WHAT YOU SHOULD DO →
Render the material below as a Markdown table with two columns, Row and Line. Put each line's number under Row and the line under Line, and leave out blank lines.

** start DATASET EXCERPTS **

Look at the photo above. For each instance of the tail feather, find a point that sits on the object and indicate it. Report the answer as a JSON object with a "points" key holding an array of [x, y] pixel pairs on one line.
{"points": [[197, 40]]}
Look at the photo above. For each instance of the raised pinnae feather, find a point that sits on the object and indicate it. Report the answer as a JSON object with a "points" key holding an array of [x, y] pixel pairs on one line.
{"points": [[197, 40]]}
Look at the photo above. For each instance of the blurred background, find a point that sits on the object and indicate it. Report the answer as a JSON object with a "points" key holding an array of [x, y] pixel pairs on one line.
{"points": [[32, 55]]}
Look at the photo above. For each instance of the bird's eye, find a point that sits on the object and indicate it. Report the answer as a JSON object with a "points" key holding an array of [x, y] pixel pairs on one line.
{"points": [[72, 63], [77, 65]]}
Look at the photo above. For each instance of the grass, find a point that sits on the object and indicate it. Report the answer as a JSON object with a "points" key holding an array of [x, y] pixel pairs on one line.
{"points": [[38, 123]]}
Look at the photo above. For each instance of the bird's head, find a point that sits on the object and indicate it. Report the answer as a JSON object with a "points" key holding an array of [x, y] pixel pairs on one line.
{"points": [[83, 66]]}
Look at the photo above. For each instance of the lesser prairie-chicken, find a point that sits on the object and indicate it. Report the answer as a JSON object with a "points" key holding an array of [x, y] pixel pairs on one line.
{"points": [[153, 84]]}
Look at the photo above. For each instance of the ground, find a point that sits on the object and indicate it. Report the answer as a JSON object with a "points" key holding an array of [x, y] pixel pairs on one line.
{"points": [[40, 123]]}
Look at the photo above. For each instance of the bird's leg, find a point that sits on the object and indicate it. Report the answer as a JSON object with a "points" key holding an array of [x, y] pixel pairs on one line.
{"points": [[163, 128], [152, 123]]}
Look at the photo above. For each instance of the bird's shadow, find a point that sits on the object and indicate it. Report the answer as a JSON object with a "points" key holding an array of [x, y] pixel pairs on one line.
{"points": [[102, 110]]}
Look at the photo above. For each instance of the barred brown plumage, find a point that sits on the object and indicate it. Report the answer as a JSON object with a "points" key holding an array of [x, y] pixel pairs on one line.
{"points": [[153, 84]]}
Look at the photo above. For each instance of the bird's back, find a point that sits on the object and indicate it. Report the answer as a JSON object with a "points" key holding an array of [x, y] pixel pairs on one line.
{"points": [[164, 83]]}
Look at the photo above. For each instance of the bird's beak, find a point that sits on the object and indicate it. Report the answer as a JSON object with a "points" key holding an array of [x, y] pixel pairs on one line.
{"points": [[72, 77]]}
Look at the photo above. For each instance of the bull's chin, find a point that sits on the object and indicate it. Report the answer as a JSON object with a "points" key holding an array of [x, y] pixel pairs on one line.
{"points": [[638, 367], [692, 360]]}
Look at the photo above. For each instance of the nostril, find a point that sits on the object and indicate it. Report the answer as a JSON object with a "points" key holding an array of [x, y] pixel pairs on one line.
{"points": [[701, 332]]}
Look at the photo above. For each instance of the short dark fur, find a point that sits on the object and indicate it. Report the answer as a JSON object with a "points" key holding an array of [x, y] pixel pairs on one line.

** end DATASET EXCERPTS **

ANSWER TO THE EXERCISE →
| Row | Line |
|---|---|
| 1 | Look at the photo above. For each instance of the tail feather, find a point that sits on the object and indicate it. Report the answer as a JSON object with a "points" key holding an array of [x, y] pixel pairs on one line. |
| 2 | {"points": [[197, 40]]} |
| 3 | Look at the photo above. For each instance of the raised pinnae feather, find a point that sits on the object and indicate it. Report the answer as a JSON object with a "points" key holding an array of [x, y] pixel pairs on one line. |
| 4 | {"points": [[197, 40]]} |
| 5 | Look at the photo above. For each instance of the blurred background, find a point that sits on the object and indicate it. Report the answer as a JSON object with a "points" key holding an array of [x, y] pixel pairs on one line. |
| 6 | {"points": [[32, 55]]} |
| 7 | Look at the photo above. For each instance of the bird's eye, find a point that sits on the object and indicate it. Report the answer as a JSON object with a "points" key holding an array of [x, y] pixel pairs on one line. |
| 8 | {"points": [[72, 63], [77, 65]]} |
| 9 | Look at the photo above. For each instance of the grass, find a point that sits on the object and indicate it. Report the answer as a JSON object with a "points" key holding an array of [x, y] pixel pairs on one line. |
| 10 | {"points": [[38, 123]]} |
| 11 | Look at the photo above. For each instance of the bird's head, find a point that sits on the object and indicate it. Report the answer as a JSON object with a "points" key holding an array of [x, y] pixel pairs on one line. |
| 12 | {"points": [[83, 66]]} |
| 13 | Look at the photo above. For each instance of the lesser prairie-chicken, find a point that sits on the object and indicate it. Report the answer as a JSON object with a "points" key holding an array of [x, y] pixel pairs on one line. |
| 14 | {"points": [[153, 84]]} |
| 15 | Look at the photo above. For each instance of the ground, find a point that sits on the object and indicate it. Report the answer as a JSON object with a "points" key holding an array of [x, y] pixel pairs on one line. |
| 16 | {"points": [[40, 123]]} |
| 17 | Look at the photo above. For each instance of the bird's leg, find a point that sits on the object and indicate it. Report the answer as a JSON object with a "points" key holding an array of [x, y] pixel pairs on one line. |
| 18 | {"points": [[163, 128], [152, 123]]} |
| 19 | Look at the photo above. For each instance of the bird's shadow, find a point that sits on the object and indicate it. Report the answer as a JSON object with a "points" key holding an array of [x, y] pixel pairs on one line. |
| 20 | {"points": [[102, 110]]} |
| 21 | Look at the photo above. For each instance of the barred brown plumage, find a point that sits on the object and indicate it. Report the answer as a JSON object with a "points" key holding an array of [x, y] pixel pairs on one line. |
| 22 | {"points": [[153, 84]]} |
| 23 | Look at the photo above. For each instance of the bird's back, find a point that sits on the object and indicate it. Report the answer as a JSON object with a "points" key holding an array of [x, y] pixel pairs on one line. |
| 24 | {"points": [[164, 83]]} |
| 25 | Look at the photo above. For each instance of the bird's beak, find a point that sits on the object and indicate it. Report the answer as a JSON object with a "points" key holding an array of [x, y] pixel pairs on one line. |
| 26 | {"points": [[72, 77]]} |
| 27 | Look at the photo above. For each instance of the bull's chin, find a point that sits on the object and indicate it. Report the answer as a JSON object with a "points" key holding an array of [x, y] pixel pairs on one line. |
| 28 | {"points": [[638, 367], [692, 360]]} |
| 29 | Look at the photo above. For each instance of the nostril, find a point that sits on the object and indicate it. Report the answer as a JSON object with a "points" key holding an array of [x, y] pixel pairs on one line. |
| 30 | {"points": [[701, 332]]} |
| 31 | Look at the photo above. For each instance of the short dark fur, find a point that sits on the object and indicate it. Report the answer as a JSON object with a "points" key holding an array of [x, y] pixel pairs on one line. |